↓

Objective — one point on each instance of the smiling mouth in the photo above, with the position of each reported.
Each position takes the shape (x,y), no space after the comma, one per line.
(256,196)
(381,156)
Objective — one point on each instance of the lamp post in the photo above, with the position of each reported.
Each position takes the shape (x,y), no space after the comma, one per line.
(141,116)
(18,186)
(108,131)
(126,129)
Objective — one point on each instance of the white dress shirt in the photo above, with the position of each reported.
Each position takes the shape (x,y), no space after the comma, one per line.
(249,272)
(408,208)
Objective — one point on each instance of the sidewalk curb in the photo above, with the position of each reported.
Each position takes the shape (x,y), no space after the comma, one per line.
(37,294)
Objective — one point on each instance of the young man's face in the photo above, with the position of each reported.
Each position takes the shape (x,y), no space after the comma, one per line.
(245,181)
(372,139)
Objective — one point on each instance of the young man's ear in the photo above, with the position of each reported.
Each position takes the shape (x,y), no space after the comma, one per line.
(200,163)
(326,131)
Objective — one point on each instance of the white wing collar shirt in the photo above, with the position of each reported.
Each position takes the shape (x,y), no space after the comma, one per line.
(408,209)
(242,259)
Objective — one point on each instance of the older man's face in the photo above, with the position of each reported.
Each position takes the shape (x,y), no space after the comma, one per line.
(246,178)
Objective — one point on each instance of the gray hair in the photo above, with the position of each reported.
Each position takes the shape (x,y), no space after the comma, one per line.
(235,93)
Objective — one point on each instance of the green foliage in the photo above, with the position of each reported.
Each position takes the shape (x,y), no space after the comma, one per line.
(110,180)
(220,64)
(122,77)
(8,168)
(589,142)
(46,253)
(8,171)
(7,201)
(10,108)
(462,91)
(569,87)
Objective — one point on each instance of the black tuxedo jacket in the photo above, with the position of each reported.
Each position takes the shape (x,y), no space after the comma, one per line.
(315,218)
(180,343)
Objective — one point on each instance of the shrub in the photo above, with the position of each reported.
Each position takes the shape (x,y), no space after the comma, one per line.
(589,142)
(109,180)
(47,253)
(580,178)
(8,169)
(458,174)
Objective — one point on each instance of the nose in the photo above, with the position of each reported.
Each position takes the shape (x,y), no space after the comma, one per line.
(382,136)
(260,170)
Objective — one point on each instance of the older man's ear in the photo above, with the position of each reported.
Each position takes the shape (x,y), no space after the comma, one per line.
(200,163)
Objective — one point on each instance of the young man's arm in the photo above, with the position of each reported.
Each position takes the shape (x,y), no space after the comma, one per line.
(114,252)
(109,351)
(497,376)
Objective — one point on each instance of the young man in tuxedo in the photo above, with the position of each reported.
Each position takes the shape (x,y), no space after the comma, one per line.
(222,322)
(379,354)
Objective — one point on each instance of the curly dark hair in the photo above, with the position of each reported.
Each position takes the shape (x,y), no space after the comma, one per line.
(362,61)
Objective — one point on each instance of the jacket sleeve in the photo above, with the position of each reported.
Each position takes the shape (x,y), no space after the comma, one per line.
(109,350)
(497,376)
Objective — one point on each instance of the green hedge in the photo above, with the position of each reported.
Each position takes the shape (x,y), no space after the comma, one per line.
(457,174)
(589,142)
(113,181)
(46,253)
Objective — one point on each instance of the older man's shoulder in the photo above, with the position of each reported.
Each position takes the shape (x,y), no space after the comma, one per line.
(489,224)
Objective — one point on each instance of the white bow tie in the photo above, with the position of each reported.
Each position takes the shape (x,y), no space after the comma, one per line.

↑

• _SHORT EXERCISE_: Write out every line of the records exactly.

• _WRITTEN REPLY_:
Objective — one point on each instance of the smiling mouth in the photo above, with the position of each reported.
Each position takes the shape (x,y), no space after the comma, one per line.
(256,196)
(381,156)
Objective — one point on each instance of the lamp post in the photo above, with the position of each reported.
Each position takes the shape (x,y), no space after the comma, one per line.
(141,116)
(18,186)
(108,131)
(126,129)
Objective — one point on each instance of the white dress shirt in the photo above, with the position of each reported.
Each position takes the shape (x,y), no space after the comma, one per line.
(249,272)
(408,208)
Objective — one point on each instance of the sidewalk curb in the photo above, with the position of each reported.
Each position takes the shape (x,y), no space after the comma, one per line.
(37,294)
Objective — one point on each instance of the young man's face in the photo above, with the position of each reported.
Each position takes the shape (x,y), no space after the comma, one per line.
(245,181)
(372,139)
Objective — one point on each instance of the young man's ear in the photo above, with the position of each reported.
Each position takes the shape (x,y), no space after the comma, one per line.
(200,163)
(326,131)
Objective — one point on each instance of the white wing collar shirt in the photo above, with the position of each reported.
Each position takes the shape (x,y), no space after the comma, one per line.
(408,209)
(242,259)
Objective — one point on each instance of the older man's face in the photo above, with the position of each reported.
Each position takes the shape (x,y), no space after the comma, one per line.
(246,178)
Objective — one point on each instance of the gray hair in the photo above, with the position of each reported.
Each position takes the shape (x,y), no space after the comma, one per line.
(235,93)
Objective — one point on each instance of the green foliage in the photo above, with the position of each reported.
Each position takes the shape (x,y), no space after the comma, one per line.
(110,180)
(220,64)
(122,77)
(8,168)
(589,142)
(46,253)
(8,171)
(7,201)
(10,108)
(462,91)
(569,87)
Objective — one point on each instance of the black tuxedo jacket in the photo above, with the position of each reported.
Each position takes the shape (x,y), no space after the comma, one per line.
(315,218)
(180,343)
Objective — one point on each instance of the shrub in the photo above, with the position of each reported.
Each position takes the shape (x,y), no space after the comma, one per line.
(589,142)
(109,180)
(47,253)
(580,178)
(8,169)
(458,174)
Objective — one point on each instance of the nose in the photo above, with the position of each reported.
Each position takes the shape (x,y), no space after the comma, one per line.
(382,136)
(260,170)
Objective — one point on each instance of the older man's ear in the photo above, with the position of each reported.
Each position takes the shape (x,y), no space after the comma, one per line.
(200,163)
Objective — one point on each instance of the young man's arm in the photo above, with the position of each reported.
Each position takes the shape (x,y), no space after the comma, one per line.
(114,252)
(109,351)
(497,376)
Objective — one point on each instance of the young man in tuxedo in the photo above, with the position of each reported.
Each position takes the shape (x,y), no space after the comma, one per line.
(222,322)
(379,354)
Objective — one point on each instance of the curly dark hair in the photo above, with the position of each reported.
Each position takes the shape (x,y), no space after the comma, one per line.
(362,61)
Objective — one point on each instance of the jacket sleeve in the photo above, with the position of each reported.
Each position takes the shape (x,y), no space after the comma, one per line.
(109,350)
(497,376)
Objective — one point on each instance of the green hedge in the photo above, with the position of each reported.
Each position takes the shape (x,y), no space after the comma, one per line.
(457,174)
(589,142)
(113,181)
(46,253)
Objective — one point on each instance of the older man's shoulder in the photo above, with the position of each reported.
Each position takes the shape (x,y), no space after the comma, one per line.
(489,224)
Objective — one point on each instance of the white bow tie in the photo above, with the position of each reported.
Each position takes the shape (x,y), no space after the comma, one per line.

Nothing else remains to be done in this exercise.